begin PROVIDED TEXT

Multi-Core Software

Inside the Intel® 10.1 Compilers: New Threadizer and New Vectorizer for Intel® Core™2 Processors

ENHANCED LOOP OPTIMIZATIONS

Besides revamping the threadizer and vectorizer, in the Intel® 10.1 compilers, a single unified framework is designed primarily to provide better interaction among loop optimizations, threadizer, and vectorizer. The loop optimizations target cache and memory optimizations that are well known in the literature such as linear loop transformations, distribution, fusion, blocking, unroll-jam, loop-multi-versioning, and scalar replacement [7, 11, 12]. In order to derive the maximum possible performance for programs with effective threadization and vectorization, individual loop optimizations are enhanced and ordered in such a way as to achieve the best memory-locality while retaining the property that the innermost-loop can be efficiently vectorized. Similarly, optimizations are applied to a loop-nest to enable the threadization of the outer loop wherever possible, thus increasing the granularity of parallelism and reducing the overheads.

Loop Distribution Enhancements

Loop Distribution Pass-1 is invoked to generate more coarse-grained threadizable loops with statement re-ordering and grouping while preserving the correctness and perfect nested loops that enable further loop optimizations such as interchange.

Loop Distribution Pass-2 is invoked before vectorization. For each distributed loop, this groups together memory-references that have required stride, data-type, and alignment. These properties ensure efficient vectorization of each such loop (where vectorization is legal) making good use of the available micro-architectural resources. Loop distribution heuristics also trade off maximally distributing for vectorization against improving cache reuse for vectorized loops. Intel® Core™ micro-architecture features more write-combining buffers and larger data caches with higher associativity than previous generations. This enables better performance through vectorization without excessive loop distribution, thereby reducing vectorized loop overheads.

Loop Multi-versioning

The multi-versioning helps to deal with two potential roadblocks that prevent a loop from being vectorized or parallelized. The first roadblock is when the loop contains references with cross-iteration data dependencies. The second one is when the references' cross-iteration strides are unknown, e.g., dope vector based arrays in Fortran90. In either case, the multi-versioning module generates code that checks whether "required conditions" hold during runtime. It also generates different copies of the loop such that each copy is guarded under a different condition, and optimized according to the guarded condition.

end PROVIDED TEXT
begin INFORMATION GIVEN

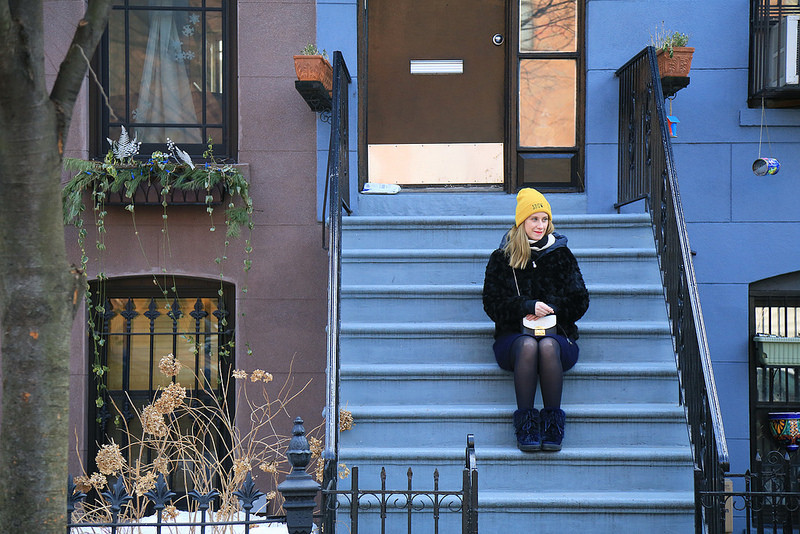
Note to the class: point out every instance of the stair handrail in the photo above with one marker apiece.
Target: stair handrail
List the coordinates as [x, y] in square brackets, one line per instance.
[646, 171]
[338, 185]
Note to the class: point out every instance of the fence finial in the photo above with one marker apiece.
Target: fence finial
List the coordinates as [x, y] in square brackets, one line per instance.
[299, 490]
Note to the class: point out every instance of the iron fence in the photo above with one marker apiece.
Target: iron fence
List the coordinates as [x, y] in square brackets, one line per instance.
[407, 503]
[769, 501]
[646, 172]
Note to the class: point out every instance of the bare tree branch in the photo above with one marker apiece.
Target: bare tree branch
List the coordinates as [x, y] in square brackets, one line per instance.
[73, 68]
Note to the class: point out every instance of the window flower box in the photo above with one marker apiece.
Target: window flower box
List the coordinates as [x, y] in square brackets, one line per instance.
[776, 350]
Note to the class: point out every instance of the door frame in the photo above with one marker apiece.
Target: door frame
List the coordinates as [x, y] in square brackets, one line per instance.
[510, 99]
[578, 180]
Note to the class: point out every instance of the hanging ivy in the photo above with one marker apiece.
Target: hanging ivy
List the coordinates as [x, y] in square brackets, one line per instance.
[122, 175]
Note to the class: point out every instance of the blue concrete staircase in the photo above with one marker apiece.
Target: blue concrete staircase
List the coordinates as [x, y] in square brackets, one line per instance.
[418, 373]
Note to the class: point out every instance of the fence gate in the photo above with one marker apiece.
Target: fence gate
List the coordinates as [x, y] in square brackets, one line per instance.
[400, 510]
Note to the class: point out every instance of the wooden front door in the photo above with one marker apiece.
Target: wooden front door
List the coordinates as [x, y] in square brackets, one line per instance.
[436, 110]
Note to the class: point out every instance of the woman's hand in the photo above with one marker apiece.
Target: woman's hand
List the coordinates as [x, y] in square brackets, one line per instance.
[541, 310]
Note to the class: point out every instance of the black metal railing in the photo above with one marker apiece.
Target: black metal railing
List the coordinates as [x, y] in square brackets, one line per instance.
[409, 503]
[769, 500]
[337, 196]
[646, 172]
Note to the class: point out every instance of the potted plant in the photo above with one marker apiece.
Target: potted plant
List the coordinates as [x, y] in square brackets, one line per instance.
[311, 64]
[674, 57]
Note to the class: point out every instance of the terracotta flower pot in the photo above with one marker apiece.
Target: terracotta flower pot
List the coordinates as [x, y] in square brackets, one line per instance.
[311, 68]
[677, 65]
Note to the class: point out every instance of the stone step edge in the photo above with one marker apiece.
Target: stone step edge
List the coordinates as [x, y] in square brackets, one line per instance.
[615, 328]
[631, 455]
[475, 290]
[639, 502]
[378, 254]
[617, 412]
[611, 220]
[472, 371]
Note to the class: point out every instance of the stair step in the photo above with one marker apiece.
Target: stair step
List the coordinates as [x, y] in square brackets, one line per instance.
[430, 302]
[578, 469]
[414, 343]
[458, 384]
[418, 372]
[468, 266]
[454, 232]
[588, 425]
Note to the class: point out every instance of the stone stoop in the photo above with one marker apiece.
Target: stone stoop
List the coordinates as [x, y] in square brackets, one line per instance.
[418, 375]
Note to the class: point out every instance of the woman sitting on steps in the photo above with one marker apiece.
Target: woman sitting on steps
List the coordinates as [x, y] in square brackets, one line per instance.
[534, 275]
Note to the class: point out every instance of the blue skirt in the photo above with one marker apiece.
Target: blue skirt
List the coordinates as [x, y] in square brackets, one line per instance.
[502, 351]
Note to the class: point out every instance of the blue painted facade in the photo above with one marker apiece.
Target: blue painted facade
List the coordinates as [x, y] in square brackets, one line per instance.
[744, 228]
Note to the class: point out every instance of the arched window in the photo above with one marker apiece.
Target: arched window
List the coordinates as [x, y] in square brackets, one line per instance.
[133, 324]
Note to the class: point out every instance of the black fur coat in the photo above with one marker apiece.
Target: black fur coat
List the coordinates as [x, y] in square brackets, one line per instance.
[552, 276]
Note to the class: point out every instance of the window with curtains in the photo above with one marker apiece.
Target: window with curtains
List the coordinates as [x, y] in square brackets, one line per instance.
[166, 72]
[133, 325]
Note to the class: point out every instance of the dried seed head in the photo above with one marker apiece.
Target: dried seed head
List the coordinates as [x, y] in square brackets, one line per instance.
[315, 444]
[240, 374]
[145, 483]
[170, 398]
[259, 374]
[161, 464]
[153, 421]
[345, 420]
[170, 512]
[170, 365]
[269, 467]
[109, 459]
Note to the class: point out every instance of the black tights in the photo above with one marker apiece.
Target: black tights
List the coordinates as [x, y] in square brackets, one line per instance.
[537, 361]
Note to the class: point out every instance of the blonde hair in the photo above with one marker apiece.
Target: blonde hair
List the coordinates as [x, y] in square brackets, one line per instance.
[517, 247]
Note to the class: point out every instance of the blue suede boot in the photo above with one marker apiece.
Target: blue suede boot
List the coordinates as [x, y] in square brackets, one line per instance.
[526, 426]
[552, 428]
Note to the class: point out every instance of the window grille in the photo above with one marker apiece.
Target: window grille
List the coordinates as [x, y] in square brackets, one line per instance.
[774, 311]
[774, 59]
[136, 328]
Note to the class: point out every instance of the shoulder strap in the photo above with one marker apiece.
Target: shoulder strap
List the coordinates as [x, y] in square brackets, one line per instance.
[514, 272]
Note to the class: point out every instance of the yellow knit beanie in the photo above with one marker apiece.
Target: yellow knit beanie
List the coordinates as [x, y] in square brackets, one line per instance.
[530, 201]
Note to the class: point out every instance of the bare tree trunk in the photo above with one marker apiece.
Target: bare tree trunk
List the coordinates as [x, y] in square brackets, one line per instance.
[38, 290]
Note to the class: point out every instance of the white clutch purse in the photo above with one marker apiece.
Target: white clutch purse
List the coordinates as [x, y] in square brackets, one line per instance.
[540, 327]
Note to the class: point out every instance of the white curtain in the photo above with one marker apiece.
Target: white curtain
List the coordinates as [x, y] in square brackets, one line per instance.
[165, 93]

end INFORMATION GIVEN

■ PROBLEMS
(1) Rewrite the stretch of the Intel compiler article from "Loop Distribution Pass-1" through "such as interchange.", putting "larger-grained" in place of "coarse-grained".
(2) Extend the Intel compiler article, carrying on from its last sentence.
The listing is separate material, unrelated to the Intel compiler article.

■ IN RESPONSE
(1)
Loop Distribution Pass-1 is invoked to generate more larger-grained threadizable loops with statement re-ordering and grouping while preserving the correctness and perfect nested loops that enable further loop optimizations such as interchange.

(2)
For example, if a loop has references a(i) and b(i), and data dependence cannot prove that a and b do not overlap, there are two possible ways that multi-versioning can help. If the compiler decides that vectorization is important, versioning will generate a test to ensure that a(0) and b(0) are at least 16 bytes apart. If this condition is tested true at runtime, a version of the loop that has been vectorized will be run. Otherwise, a non-vectorized version of the loop will be run; the latter version may still be optimized in other ways (e.g., unroll). Both loop versions and the runtime test have been pre-generated into the executable by the compiler. The multi-versioning module generates the different loop versions, and it annotates their properties with internal directives that are then used by the vectorizer.

On the other hand, if threadization is more important, versioning will generate a test to ensure that the arrays do not overlap (using the initial addresses of a and b, and the number of loop iterations). The loop version guarded by this independence test can then be safely parallelized.

Similarly, if a loop has references to dope vector-based arrays (e.g., assumed shape arrays), versioning can generate checks to examine the stride value of the arrays from the dope vectors during runtime. If the strides are all one, the loop may then be efficiently vectorized (assuming other vectorization conditions pass.)

The versioning uses a heuristic to decide on the number of the tests and number of versions of the loops, to reduce the impact on executable size.

Loop Blocking and Unrolling

The loop blocking and loop unrolling phases have been improved for the Intel Core micro-architectures. Based on our experience with application code, the enabling decisions and the optimization parameters have been modified to make the best use of the new cache architecture. The phase ordering of the blocking phase has also been modified with respect to the vectorization phase to extract the maximum benefit possible from these optimizations.

Vectorizer modifies simple inner loops to create vector loops. This leads to complex loop structure that is not amenable to blocking—there are several cases where vectorization degrades performance when compared to just loop blocking. Another loop-blocking phase has been added before vectorization, so that blocking can make better use of the cache, and later vectorization on the innermost blocked loop can further improve parallelism across loop iterations.

The loop blocking phase has also been enhanced in our new unified framework to get the best out of the Intel Core micro-architecture. Blocks or Tiles are used to hold data in the cache and are the stride factors for the outer block-controlling loops. Block or Tile-size selection algorithms are also improved. Our primary focus now is to improve cache locality at the L2 cache level. We try to enable more register re-use by performing unroll-jam (a.k.a register-blocking) of outer loops inside the inner blocked loops.

The mechanism that controls the enabling or disabling of the loop unrolling has been improved. Unrolling can lead to register pressure resulting in poor code performance due to register spills and fills. Besides the obvious cases, it is hard to predict at compile-time whether loop unrolling would help or degrade performance. Our implementation makes this decision based on various program and architectural parameters. Determination of loop unrolling factors also needs to be aware of register pressure in the inner loop. Our experience shows that small unroll factors are effective in most cases.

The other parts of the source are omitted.